══ Data for this task ══

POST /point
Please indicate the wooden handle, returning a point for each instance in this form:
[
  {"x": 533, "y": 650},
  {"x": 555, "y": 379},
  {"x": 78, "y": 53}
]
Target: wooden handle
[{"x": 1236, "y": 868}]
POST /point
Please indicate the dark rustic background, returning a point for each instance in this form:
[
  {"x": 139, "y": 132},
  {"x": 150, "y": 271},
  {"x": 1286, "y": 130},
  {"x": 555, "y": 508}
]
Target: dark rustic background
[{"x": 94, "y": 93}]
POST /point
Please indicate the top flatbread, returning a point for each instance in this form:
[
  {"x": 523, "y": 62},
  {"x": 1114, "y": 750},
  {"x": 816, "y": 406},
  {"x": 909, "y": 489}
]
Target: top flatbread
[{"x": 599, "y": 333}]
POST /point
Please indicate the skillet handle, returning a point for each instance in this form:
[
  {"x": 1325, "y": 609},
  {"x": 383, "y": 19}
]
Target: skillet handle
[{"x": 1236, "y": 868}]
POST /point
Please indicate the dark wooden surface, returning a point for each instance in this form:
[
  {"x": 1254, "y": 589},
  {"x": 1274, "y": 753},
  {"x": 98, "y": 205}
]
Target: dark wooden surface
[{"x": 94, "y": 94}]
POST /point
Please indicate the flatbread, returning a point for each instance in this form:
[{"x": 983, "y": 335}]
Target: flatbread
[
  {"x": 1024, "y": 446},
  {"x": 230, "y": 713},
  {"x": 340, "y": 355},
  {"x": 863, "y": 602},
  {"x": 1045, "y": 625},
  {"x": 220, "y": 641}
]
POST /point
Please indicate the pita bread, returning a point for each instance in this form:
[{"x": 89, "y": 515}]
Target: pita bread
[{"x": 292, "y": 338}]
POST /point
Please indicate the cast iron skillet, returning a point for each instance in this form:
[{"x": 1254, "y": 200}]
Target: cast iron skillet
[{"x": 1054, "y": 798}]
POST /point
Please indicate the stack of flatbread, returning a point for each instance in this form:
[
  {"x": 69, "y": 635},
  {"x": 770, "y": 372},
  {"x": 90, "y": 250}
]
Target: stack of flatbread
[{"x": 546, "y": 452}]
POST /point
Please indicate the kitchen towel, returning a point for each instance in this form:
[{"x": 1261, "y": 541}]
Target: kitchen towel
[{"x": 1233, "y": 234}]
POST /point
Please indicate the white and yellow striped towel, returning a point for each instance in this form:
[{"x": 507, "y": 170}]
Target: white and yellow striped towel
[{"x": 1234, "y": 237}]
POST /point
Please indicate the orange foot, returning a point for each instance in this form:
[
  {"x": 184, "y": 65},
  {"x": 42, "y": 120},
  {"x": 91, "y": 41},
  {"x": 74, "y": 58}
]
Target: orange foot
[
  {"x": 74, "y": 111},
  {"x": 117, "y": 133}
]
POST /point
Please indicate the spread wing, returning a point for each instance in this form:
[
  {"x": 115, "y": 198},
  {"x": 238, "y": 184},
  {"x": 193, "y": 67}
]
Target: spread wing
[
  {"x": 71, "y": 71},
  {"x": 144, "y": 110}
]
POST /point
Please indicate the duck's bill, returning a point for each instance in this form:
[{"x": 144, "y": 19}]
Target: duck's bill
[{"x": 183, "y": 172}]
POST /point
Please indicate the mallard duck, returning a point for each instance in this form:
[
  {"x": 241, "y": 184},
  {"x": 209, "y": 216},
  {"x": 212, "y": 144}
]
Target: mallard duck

═══

> _Exercise brief_: Write the material out again in its entirety, exactly as shown.

> _Task output_:
POST /point
Please indicate the wooden handle, returning a point for each instance in this form:
[
  {"x": 533, "y": 650},
  {"x": 555, "y": 379},
  {"x": 78, "y": 53}
]
Target: wooden handle
[{"x": 1236, "y": 868}]
POST /point
Please indicate the dark rustic background, returning a point for each instance in this form:
[
  {"x": 139, "y": 132},
  {"x": 150, "y": 271},
  {"x": 1286, "y": 130},
  {"x": 555, "y": 508}
]
Target: dark rustic background
[{"x": 94, "y": 93}]
POST /point
Please indicate the top flatbread, returning a point for each instance in this form:
[
  {"x": 523, "y": 62},
  {"x": 1114, "y": 750},
  {"x": 816, "y": 406},
  {"x": 909, "y": 489}
]
Target: top flatbread
[{"x": 599, "y": 333}]
POST /point
Please indicate the skillet handle, returning a point for each instance in this form:
[
  {"x": 1325, "y": 609},
  {"x": 383, "y": 19}
]
Target: skillet handle
[{"x": 1236, "y": 868}]
POST /point
Please indicate the dark wooden surface, returning a point for each instance in this form:
[
  {"x": 1254, "y": 589},
  {"x": 1274, "y": 753},
  {"x": 98, "y": 205}
]
Target: dark wooden surface
[{"x": 94, "y": 94}]
POST /point
Please indicate the flatbread, returning a point for each instance in this form:
[{"x": 983, "y": 335}]
Target: flatbread
[
  {"x": 1024, "y": 446},
  {"x": 230, "y": 713},
  {"x": 340, "y": 355},
  {"x": 863, "y": 602},
  {"x": 1045, "y": 625},
  {"x": 220, "y": 641}
]
POST /point
Please indicate the pita bread, returning a point for each instance in this form:
[{"x": 89, "y": 515}]
Target: pita bread
[{"x": 292, "y": 338}]
POST /point
Please indicate the cast iron skillet, returning a point for each instance in this form:
[{"x": 1254, "y": 200}]
Target: cast iron skillet
[{"x": 1054, "y": 798}]
POST /point
Please indicate the stack of flatbread, returning a point for each instance in this form:
[
  {"x": 69, "y": 635},
  {"x": 770, "y": 372},
  {"x": 90, "y": 250}
]
Target: stack of flatbread
[{"x": 546, "y": 452}]
POST /point
Please indicate the kitchen towel, returning a point for each instance in this form:
[{"x": 1261, "y": 541}]
Target: kitchen towel
[{"x": 1233, "y": 234}]
POST /point
Please indicate the white and yellow striped towel, returning a point for each instance in this form:
[{"x": 507, "y": 170}]
Target: white and yellow striped towel
[{"x": 1234, "y": 237}]
POST /point
Please indicate the orange foot, returning a point for each instance in this form:
[
  {"x": 184, "y": 65},
  {"x": 42, "y": 120},
  {"x": 91, "y": 41},
  {"x": 74, "y": 58}
]
Target: orange foot
[
  {"x": 74, "y": 111},
  {"x": 117, "y": 133}
]
POST /point
Please indicate the spread wing, returning a point for each instance in this form:
[
  {"x": 115, "y": 198},
  {"x": 238, "y": 184},
  {"x": 193, "y": 67}
]
Target: spread wing
[
  {"x": 71, "y": 71},
  {"x": 144, "y": 110}
]
POST /point
Please indicate the duck's bill, returning a point for each instance in this form:
[{"x": 144, "y": 19}]
Target: duck's bill
[{"x": 183, "y": 172}]
POST /point
Please indicate the mallard duck, returning a point for each instance in this form:
[
  {"x": 241, "y": 184},
  {"x": 209, "y": 216},
  {"x": 212, "y": 144}
]
Target: mallard duck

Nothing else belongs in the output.